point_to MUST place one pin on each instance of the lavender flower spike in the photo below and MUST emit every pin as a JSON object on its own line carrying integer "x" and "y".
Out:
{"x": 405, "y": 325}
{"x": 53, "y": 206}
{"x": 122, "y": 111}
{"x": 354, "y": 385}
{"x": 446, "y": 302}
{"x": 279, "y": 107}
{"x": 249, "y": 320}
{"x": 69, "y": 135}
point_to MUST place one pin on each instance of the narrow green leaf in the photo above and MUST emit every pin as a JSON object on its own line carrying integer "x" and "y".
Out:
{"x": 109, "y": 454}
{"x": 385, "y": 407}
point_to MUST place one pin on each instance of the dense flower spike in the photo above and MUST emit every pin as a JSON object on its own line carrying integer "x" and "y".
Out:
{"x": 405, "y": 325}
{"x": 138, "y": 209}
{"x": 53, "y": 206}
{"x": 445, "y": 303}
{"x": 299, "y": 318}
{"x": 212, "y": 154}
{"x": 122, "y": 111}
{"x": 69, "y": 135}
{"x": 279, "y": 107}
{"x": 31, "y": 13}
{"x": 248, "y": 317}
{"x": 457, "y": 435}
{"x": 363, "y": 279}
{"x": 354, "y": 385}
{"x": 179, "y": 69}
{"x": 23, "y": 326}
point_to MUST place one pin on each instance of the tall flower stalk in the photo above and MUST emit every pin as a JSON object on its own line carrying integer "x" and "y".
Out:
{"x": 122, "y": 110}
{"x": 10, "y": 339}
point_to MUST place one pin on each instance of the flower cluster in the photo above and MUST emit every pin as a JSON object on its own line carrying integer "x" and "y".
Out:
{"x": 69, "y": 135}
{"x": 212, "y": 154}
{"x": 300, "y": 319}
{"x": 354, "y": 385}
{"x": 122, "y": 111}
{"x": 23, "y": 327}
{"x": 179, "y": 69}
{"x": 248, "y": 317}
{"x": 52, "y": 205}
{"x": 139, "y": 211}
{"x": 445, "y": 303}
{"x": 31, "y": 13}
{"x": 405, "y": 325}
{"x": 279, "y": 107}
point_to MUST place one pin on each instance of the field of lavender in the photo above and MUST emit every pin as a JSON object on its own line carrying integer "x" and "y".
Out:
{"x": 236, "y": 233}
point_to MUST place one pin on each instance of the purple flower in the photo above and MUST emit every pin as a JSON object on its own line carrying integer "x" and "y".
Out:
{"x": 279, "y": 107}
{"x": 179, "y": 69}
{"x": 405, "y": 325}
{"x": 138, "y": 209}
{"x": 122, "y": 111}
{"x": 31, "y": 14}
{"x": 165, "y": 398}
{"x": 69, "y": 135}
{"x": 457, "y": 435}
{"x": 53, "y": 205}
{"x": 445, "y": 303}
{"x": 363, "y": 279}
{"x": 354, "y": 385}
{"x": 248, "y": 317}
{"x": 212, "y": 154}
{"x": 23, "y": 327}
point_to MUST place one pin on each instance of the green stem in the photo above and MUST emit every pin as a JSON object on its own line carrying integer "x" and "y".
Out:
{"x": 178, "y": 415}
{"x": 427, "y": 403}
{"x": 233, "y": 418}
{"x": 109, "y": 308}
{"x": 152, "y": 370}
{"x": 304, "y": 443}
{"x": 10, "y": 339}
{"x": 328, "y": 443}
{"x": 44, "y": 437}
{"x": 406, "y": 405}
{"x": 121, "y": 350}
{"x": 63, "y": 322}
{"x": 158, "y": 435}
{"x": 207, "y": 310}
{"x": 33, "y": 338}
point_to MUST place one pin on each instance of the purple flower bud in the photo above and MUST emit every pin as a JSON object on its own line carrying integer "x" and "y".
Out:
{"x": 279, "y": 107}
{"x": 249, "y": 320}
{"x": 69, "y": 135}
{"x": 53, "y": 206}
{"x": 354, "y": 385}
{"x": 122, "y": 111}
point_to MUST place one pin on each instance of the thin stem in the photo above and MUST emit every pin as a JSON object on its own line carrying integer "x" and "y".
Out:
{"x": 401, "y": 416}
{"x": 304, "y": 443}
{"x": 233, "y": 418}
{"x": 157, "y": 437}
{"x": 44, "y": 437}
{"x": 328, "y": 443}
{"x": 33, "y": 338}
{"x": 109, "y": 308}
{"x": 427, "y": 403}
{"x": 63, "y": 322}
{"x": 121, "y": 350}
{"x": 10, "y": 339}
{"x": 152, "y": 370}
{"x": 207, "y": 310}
# # #
Direction: Would you reproduce the material above in full, exactly as given?

The solution:
point_to MUST place one pin on each instance of the lavender flower spike in the photo below and MUST emit every pin as a JSON object on its own line carrying integer "x" and "y".
Out:
{"x": 405, "y": 325}
{"x": 53, "y": 206}
{"x": 122, "y": 111}
{"x": 354, "y": 385}
{"x": 446, "y": 302}
{"x": 279, "y": 107}
{"x": 249, "y": 320}
{"x": 69, "y": 135}
point_to MUST place one pin on each instance of the narrow green leaf in the photo above and MUST emit every pin as a JSON object on its own line carrying integer "x" and "y".
Out:
{"x": 109, "y": 454}
{"x": 385, "y": 407}
point_to MUST place one pin on each instance of the dense flower spike in the photo above and MUST emit every pin as a JSON object on its own line carrying integer "x" and "y".
Out:
{"x": 405, "y": 325}
{"x": 138, "y": 209}
{"x": 53, "y": 206}
{"x": 445, "y": 303}
{"x": 299, "y": 318}
{"x": 212, "y": 154}
{"x": 122, "y": 111}
{"x": 69, "y": 135}
{"x": 279, "y": 107}
{"x": 31, "y": 13}
{"x": 248, "y": 317}
{"x": 457, "y": 435}
{"x": 363, "y": 279}
{"x": 354, "y": 385}
{"x": 179, "y": 69}
{"x": 23, "y": 326}
point_to MUST place one pin on each instance of the tall flower stalk in the photo above and MUST emit every pin as a JSON object on its own line carrying integer "x" and "y".
Out:
{"x": 122, "y": 110}
{"x": 10, "y": 339}
point_to MUST place one pin on each instance of the flower cluster in the photo above and MUST emit every pin as a JSON object on its own line carrying integer "x" and "y".
Out:
{"x": 69, "y": 135}
{"x": 212, "y": 154}
{"x": 300, "y": 319}
{"x": 354, "y": 385}
{"x": 122, "y": 111}
{"x": 23, "y": 327}
{"x": 179, "y": 69}
{"x": 248, "y": 317}
{"x": 52, "y": 205}
{"x": 139, "y": 211}
{"x": 445, "y": 303}
{"x": 31, "y": 13}
{"x": 405, "y": 325}
{"x": 279, "y": 107}
point_to MUST place one pin on each instance of the field of lavender in the photo above and MUST emit every pin as a JSON object on its own line carrying integer "x" and "y".
Out:
{"x": 236, "y": 233}
point_to MUST place one pin on each instance of the purple flower in the photo above and MUST emit every pin as a JSON object on its own line carrying integer "x" and "y".
Out:
{"x": 279, "y": 107}
{"x": 179, "y": 69}
{"x": 405, "y": 325}
{"x": 138, "y": 209}
{"x": 122, "y": 111}
{"x": 31, "y": 14}
{"x": 165, "y": 398}
{"x": 69, "y": 135}
{"x": 457, "y": 435}
{"x": 53, "y": 205}
{"x": 445, "y": 303}
{"x": 363, "y": 279}
{"x": 354, "y": 385}
{"x": 248, "y": 317}
{"x": 212, "y": 154}
{"x": 23, "y": 327}
point_to MUST place one pin on each instance of the green stem in the photo above and MUST emit every pin as a JSON object on its own line carrying integer "x" and "y".
Out:
{"x": 178, "y": 415}
{"x": 427, "y": 403}
{"x": 233, "y": 418}
{"x": 109, "y": 308}
{"x": 152, "y": 370}
{"x": 304, "y": 443}
{"x": 10, "y": 339}
{"x": 328, "y": 443}
{"x": 44, "y": 437}
{"x": 406, "y": 405}
{"x": 121, "y": 350}
{"x": 63, "y": 322}
{"x": 158, "y": 435}
{"x": 207, "y": 310}
{"x": 33, "y": 338}
point_to MUST place one pin on each instance of the purple flower bud in the photo above and MUST emit every pin as a JSON object on its own line carrying integer "x" and "y".
Out:
{"x": 279, "y": 107}
{"x": 249, "y": 320}
{"x": 69, "y": 135}
{"x": 53, "y": 206}
{"x": 354, "y": 385}
{"x": 122, "y": 111}
point_to MUST place one pin on each instance of the thin stem in the photo above and MUST emit every pin as a JSON object on its own line carrying integer "x" and "y".
Out:
{"x": 401, "y": 416}
{"x": 304, "y": 443}
{"x": 233, "y": 418}
{"x": 157, "y": 437}
{"x": 44, "y": 437}
{"x": 328, "y": 443}
{"x": 33, "y": 338}
{"x": 109, "y": 308}
{"x": 427, "y": 403}
{"x": 63, "y": 322}
{"x": 121, "y": 350}
{"x": 10, "y": 339}
{"x": 152, "y": 370}
{"x": 207, "y": 310}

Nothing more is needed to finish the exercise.